=== RECORDS PROVIDED ===
══════

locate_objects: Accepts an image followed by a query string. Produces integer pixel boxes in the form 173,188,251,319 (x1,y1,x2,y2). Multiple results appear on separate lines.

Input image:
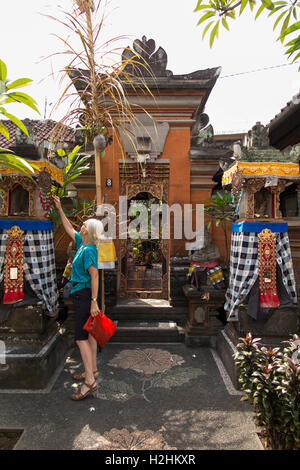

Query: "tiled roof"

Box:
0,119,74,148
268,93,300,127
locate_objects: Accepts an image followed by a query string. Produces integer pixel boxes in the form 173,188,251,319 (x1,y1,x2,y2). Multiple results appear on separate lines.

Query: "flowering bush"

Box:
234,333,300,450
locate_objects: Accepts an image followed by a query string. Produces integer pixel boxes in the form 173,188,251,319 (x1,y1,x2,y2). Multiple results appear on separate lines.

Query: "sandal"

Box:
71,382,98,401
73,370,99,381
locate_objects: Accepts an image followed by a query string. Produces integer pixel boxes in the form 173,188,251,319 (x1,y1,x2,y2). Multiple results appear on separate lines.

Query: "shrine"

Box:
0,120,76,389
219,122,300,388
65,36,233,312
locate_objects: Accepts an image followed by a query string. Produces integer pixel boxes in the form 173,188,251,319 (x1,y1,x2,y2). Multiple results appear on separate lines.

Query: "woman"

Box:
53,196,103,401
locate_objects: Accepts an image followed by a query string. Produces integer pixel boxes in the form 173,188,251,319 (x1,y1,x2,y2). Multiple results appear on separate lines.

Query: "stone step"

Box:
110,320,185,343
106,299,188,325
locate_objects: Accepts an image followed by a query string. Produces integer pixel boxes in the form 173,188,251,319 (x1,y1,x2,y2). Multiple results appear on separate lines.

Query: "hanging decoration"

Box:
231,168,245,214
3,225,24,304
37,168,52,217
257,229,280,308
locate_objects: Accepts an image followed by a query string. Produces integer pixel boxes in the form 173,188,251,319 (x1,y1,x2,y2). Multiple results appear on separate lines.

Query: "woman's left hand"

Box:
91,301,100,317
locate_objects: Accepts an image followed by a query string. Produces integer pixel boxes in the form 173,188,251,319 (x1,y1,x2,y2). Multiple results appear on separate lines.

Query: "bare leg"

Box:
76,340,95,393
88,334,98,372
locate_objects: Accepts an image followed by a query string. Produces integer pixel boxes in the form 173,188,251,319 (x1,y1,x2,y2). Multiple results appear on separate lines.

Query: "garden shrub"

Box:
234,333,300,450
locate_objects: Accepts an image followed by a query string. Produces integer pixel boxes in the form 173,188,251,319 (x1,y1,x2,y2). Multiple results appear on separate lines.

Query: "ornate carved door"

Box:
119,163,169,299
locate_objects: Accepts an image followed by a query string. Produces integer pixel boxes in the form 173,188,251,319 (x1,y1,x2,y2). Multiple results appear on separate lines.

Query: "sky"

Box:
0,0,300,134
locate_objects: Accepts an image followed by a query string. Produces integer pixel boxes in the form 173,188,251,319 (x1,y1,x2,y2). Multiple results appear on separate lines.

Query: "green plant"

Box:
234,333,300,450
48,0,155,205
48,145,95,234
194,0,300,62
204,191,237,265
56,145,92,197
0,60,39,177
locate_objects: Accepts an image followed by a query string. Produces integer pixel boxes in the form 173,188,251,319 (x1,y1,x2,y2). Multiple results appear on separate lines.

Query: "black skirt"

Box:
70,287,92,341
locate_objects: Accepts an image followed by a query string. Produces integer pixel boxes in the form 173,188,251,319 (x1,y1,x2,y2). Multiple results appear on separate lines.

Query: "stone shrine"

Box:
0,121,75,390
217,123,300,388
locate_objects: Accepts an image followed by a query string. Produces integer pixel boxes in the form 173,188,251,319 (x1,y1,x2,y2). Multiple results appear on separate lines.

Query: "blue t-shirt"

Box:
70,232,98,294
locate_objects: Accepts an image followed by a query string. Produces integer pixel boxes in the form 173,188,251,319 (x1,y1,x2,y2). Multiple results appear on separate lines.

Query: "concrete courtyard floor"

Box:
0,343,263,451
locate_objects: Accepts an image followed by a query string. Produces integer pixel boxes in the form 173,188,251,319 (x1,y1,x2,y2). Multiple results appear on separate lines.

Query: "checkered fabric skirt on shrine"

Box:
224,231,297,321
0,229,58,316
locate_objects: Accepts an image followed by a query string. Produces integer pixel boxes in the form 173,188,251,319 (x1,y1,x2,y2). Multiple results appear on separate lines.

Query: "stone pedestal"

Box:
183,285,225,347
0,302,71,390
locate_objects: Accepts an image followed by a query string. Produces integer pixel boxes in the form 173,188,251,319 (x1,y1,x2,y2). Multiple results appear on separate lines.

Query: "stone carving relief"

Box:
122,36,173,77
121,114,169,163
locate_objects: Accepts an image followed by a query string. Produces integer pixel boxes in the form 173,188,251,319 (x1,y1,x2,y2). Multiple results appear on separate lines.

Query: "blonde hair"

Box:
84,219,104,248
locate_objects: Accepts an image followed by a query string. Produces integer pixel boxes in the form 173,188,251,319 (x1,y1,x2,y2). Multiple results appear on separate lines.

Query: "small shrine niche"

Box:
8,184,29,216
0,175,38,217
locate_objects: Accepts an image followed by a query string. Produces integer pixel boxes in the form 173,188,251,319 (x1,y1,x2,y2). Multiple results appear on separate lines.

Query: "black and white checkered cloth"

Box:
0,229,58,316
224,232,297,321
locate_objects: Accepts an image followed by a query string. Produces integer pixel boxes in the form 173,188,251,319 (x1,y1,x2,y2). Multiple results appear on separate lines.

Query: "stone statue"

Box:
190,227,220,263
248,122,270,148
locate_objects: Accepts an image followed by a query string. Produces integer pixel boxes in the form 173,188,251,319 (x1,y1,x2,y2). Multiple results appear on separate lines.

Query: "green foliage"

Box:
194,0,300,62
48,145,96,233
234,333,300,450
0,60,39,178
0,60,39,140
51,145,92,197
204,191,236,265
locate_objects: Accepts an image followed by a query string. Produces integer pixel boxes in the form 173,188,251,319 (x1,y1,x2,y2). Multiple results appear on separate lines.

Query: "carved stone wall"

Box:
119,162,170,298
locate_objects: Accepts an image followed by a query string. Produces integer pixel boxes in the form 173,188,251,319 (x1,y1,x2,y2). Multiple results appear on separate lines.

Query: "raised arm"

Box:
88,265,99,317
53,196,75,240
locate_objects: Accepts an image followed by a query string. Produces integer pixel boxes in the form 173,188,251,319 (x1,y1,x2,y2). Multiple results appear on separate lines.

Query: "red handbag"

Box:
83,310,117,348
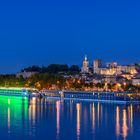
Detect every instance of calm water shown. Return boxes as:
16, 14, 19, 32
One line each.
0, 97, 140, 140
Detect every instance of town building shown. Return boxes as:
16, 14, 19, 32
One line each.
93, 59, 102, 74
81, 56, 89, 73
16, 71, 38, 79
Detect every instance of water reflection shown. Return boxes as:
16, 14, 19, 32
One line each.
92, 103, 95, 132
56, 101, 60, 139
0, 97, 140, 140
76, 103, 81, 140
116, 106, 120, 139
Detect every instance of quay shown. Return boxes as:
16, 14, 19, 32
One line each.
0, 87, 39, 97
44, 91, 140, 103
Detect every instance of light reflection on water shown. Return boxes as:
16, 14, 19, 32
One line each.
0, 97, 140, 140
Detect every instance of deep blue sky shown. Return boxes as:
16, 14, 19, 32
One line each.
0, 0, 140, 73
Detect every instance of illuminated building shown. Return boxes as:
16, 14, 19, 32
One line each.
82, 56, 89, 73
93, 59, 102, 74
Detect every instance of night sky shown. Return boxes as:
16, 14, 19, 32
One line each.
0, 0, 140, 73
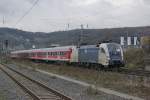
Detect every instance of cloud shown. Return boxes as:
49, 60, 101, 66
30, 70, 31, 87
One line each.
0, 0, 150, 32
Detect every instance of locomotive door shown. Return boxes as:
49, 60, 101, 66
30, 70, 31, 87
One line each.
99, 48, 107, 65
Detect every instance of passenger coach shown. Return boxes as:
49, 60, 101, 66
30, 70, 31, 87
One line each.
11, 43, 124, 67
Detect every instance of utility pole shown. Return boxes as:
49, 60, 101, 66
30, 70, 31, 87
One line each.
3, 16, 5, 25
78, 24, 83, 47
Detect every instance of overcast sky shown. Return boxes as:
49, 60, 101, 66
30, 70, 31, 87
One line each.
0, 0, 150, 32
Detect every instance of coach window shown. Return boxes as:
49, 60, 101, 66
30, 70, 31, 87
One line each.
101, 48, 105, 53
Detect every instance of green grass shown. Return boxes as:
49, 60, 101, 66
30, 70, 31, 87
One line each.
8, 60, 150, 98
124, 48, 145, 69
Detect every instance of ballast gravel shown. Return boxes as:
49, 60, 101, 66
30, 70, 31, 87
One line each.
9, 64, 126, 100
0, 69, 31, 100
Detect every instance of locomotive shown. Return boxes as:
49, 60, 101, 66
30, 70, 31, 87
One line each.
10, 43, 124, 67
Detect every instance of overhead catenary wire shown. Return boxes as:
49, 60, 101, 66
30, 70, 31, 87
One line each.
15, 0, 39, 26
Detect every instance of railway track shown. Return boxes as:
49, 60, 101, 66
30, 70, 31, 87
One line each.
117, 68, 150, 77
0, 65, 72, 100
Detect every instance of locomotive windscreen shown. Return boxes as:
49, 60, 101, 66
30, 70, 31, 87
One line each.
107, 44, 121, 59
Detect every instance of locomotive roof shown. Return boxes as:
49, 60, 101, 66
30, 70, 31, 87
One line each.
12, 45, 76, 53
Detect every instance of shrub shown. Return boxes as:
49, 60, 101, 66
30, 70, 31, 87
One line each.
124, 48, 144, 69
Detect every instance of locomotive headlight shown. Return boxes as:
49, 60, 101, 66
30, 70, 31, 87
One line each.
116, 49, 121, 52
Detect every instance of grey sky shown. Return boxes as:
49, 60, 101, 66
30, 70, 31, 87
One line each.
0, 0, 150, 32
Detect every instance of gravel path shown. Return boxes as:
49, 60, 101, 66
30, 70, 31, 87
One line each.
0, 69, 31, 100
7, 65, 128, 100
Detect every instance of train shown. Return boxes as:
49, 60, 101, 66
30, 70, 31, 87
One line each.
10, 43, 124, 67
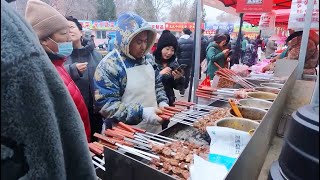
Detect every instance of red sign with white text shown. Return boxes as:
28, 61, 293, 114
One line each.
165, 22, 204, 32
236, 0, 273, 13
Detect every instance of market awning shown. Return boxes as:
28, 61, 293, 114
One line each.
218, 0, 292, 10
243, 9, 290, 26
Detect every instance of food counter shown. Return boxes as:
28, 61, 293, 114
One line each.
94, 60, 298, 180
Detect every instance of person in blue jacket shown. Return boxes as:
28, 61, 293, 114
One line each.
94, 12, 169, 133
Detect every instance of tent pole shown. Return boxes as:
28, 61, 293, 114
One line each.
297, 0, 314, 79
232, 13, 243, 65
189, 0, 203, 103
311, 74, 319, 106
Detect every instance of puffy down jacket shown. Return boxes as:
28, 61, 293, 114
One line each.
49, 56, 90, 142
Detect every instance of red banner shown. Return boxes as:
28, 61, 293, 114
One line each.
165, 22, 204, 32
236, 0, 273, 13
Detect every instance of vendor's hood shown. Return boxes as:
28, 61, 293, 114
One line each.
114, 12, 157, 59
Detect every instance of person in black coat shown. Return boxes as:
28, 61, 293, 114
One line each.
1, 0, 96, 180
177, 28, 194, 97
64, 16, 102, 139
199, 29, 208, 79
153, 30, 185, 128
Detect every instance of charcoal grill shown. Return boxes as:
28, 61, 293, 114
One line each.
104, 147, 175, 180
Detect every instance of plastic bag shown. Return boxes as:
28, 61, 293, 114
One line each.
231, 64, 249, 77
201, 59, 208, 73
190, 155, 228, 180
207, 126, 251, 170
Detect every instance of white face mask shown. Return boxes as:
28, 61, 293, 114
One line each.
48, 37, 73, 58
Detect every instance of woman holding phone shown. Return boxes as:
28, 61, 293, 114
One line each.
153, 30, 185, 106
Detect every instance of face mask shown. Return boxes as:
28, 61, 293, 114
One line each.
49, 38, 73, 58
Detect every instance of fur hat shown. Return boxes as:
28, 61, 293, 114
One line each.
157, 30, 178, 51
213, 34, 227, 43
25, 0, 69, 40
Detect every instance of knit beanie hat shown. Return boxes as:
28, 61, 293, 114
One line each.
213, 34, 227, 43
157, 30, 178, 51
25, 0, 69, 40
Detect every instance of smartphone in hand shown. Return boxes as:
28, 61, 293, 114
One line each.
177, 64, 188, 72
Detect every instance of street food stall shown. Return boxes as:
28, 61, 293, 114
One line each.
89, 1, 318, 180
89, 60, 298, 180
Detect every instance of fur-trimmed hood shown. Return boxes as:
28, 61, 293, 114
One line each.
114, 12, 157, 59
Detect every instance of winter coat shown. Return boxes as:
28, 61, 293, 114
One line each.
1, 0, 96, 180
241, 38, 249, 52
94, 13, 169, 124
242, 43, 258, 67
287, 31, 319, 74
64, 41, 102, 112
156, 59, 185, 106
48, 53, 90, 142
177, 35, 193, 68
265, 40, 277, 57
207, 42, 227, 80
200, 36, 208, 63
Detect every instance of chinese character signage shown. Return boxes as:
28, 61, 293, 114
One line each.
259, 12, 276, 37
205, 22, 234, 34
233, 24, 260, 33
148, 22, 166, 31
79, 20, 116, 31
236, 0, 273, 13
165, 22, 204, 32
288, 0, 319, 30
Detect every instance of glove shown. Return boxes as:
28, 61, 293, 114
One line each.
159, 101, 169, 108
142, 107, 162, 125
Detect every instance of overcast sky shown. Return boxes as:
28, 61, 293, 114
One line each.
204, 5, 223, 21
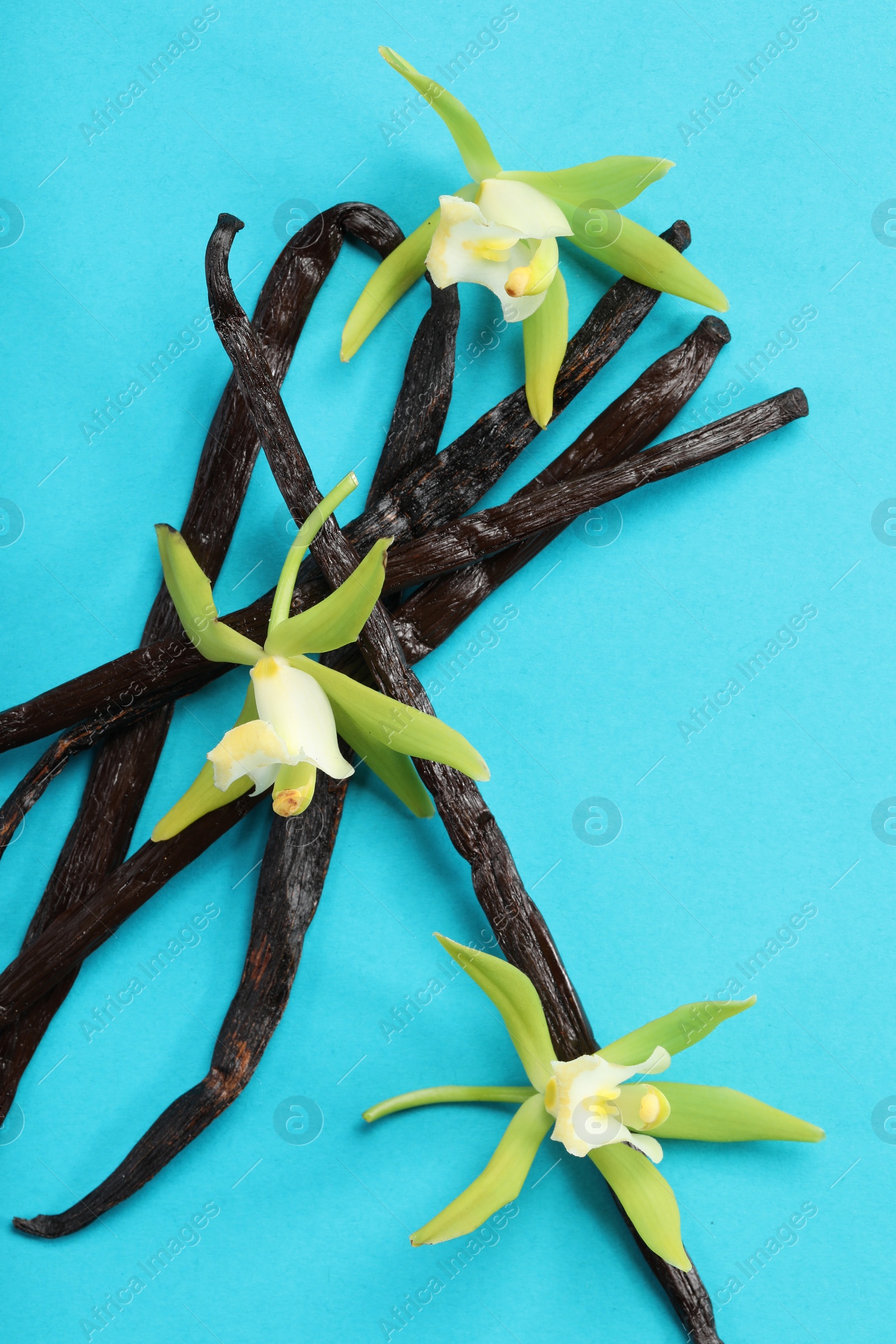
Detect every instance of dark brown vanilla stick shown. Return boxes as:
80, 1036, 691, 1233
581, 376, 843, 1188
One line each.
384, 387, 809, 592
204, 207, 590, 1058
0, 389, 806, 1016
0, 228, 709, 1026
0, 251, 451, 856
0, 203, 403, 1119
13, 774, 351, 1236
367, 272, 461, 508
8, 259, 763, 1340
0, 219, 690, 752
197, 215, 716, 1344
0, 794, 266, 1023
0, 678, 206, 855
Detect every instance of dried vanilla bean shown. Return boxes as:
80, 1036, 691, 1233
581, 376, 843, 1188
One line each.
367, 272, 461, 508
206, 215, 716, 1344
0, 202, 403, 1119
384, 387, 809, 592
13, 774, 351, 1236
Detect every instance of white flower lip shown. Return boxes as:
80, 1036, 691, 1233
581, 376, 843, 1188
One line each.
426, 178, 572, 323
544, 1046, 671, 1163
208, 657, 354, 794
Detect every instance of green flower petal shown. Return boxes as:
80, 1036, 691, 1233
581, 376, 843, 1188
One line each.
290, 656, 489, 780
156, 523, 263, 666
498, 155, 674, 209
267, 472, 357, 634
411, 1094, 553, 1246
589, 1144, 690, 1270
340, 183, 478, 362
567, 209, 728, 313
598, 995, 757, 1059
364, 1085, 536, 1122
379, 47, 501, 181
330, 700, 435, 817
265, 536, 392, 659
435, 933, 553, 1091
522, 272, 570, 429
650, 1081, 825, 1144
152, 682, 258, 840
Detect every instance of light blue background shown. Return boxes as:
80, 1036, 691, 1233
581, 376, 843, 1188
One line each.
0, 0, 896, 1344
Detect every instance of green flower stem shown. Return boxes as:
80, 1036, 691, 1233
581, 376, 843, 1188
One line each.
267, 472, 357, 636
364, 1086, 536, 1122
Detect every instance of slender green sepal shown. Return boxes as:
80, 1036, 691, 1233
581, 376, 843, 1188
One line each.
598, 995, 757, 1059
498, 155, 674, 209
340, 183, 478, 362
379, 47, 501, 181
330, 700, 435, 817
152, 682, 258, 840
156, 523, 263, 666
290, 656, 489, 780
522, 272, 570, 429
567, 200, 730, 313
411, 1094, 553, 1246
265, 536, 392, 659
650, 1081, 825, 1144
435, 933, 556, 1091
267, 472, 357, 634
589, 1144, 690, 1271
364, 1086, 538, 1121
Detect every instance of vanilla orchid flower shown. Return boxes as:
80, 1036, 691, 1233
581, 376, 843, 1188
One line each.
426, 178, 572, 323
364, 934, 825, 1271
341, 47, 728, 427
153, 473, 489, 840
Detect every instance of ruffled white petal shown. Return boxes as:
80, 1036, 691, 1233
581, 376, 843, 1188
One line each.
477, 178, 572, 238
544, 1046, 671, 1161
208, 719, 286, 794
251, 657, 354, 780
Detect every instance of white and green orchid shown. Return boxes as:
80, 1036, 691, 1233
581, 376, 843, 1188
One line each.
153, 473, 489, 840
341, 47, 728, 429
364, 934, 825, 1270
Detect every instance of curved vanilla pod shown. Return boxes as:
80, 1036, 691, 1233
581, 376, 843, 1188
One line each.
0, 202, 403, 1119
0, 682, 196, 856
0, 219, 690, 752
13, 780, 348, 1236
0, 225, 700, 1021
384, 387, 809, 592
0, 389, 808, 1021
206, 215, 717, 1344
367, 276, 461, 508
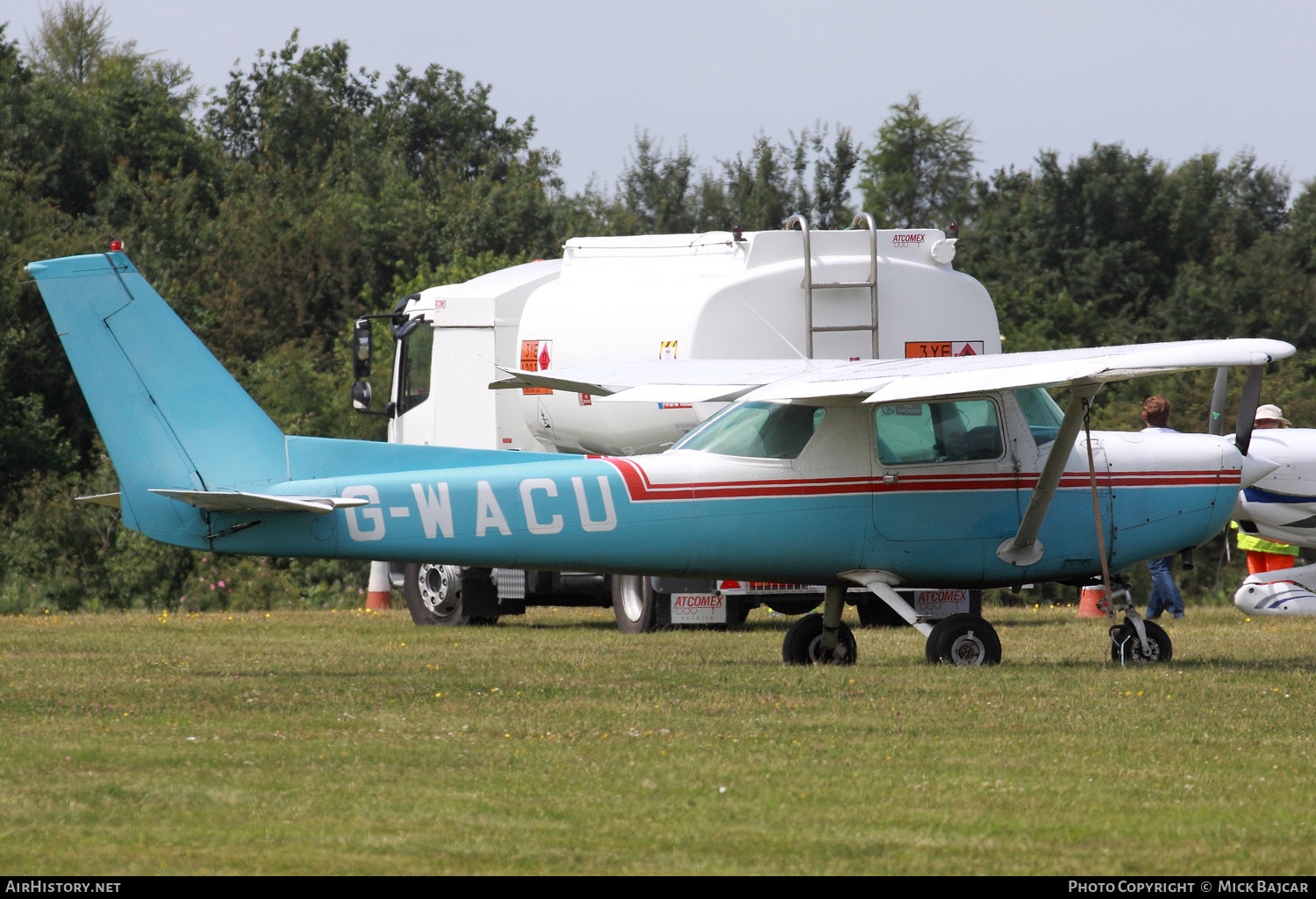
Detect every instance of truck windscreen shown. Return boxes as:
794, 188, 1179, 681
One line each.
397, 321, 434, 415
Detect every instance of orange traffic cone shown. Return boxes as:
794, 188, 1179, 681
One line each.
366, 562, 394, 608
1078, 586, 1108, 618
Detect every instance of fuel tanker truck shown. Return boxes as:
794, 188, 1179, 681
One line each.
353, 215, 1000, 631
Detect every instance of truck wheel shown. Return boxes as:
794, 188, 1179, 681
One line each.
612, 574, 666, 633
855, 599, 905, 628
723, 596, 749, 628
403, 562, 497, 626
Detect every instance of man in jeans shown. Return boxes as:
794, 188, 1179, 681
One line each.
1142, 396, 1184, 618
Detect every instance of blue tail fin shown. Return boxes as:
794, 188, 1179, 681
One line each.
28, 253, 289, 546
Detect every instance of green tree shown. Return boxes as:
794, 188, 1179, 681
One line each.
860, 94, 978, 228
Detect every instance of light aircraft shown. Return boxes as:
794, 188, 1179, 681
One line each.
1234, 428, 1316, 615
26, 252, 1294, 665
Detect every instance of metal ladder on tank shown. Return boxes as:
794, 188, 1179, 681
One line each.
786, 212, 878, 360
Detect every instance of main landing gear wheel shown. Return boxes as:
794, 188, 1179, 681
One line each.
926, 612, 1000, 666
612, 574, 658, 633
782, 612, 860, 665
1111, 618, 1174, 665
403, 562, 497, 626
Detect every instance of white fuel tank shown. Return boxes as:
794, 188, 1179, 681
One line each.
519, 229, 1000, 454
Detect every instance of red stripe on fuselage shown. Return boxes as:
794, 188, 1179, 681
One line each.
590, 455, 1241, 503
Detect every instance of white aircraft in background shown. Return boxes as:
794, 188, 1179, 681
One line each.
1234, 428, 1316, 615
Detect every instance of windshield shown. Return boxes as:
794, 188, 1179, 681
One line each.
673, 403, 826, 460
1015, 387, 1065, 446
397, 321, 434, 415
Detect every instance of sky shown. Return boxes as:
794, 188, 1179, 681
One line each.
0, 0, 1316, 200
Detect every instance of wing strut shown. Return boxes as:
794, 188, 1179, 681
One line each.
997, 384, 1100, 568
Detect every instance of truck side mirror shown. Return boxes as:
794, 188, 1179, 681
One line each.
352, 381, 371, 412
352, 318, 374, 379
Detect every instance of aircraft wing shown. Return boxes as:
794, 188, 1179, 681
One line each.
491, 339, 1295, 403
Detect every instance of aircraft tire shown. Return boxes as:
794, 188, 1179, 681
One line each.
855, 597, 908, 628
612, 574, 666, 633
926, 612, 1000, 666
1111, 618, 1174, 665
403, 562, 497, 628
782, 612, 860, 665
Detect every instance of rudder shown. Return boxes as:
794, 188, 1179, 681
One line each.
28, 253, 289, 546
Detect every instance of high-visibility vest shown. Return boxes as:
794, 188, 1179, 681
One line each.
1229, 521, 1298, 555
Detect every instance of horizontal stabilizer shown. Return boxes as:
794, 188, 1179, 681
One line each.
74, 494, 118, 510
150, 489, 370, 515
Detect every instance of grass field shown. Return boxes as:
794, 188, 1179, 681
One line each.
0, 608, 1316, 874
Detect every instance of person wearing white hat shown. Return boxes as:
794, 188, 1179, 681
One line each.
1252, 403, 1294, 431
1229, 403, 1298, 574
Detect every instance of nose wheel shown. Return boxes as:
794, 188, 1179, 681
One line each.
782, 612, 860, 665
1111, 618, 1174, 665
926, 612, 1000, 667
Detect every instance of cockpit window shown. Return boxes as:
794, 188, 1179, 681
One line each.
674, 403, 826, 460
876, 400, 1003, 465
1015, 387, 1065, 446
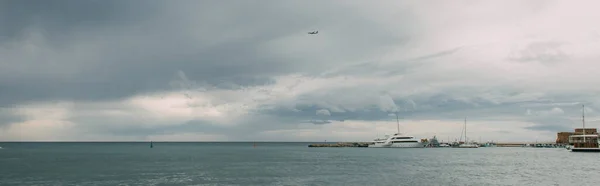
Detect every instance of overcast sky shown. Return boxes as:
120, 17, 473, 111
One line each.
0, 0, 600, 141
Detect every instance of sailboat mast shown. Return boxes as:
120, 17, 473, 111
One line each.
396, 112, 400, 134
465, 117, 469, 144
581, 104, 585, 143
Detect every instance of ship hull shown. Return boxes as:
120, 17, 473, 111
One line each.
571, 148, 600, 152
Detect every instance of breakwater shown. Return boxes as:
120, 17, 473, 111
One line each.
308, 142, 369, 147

══════

=== WHAT IS ASKED ===
Copy out the items above, starting with the line that contains "Detect every instance of fur-trimmed" and continuing through the line that contains "0, 678, 206, 855". Omit the pictures.

=== FINAL RESULT ===
Detect every instance of fur-trimmed hood shown. Return boxes as:
28, 61, 293, 114
One line each.
114, 12, 157, 59
Detect every instance of winter coat shown. Return boxes as:
28, 61, 293, 114
One line each.
1, 0, 96, 180
241, 38, 249, 52
94, 13, 169, 124
242, 43, 258, 67
287, 31, 319, 74
64, 41, 102, 112
156, 59, 185, 106
48, 53, 90, 142
177, 35, 193, 68
265, 40, 277, 57
207, 42, 227, 80
200, 36, 208, 63
Detect every instance of chinese character signage shown. Return boxes as:
28, 61, 293, 114
One line each.
259, 12, 276, 37
205, 22, 234, 34
233, 24, 260, 33
148, 22, 166, 31
79, 20, 116, 31
236, 0, 273, 13
165, 22, 204, 32
288, 0, 319, 30
Detect every instance of glove shown. Return boxes as:
28, 61, 293, 114
One line each.
159, 101, 169, 108
142, 107, 162, 125
Detect every instance of overcast sky shown. Return boxes as:
28, 61, 293, 114
One line each.
204, 5, 223, 21
Detect every instance of dark brown vanilla stick shown. Return boxes as:
80, 1036, 691, 1233
581, 376, 843, 1188
One line each.
384, 387, 809, 592
204, 207, 590, 1058
0, 389, 806, 1016
0, 228, 709, 1026
0, 251, 451, 856
0, 203, 403, 1119
13, 774, 351, 1236
367, 272, 461, 508
8, 259, 763, 1340
0, 219, 690, 752
197, 215, 716, 1344
0, 794, 266, 1023
0, 678, 206, 855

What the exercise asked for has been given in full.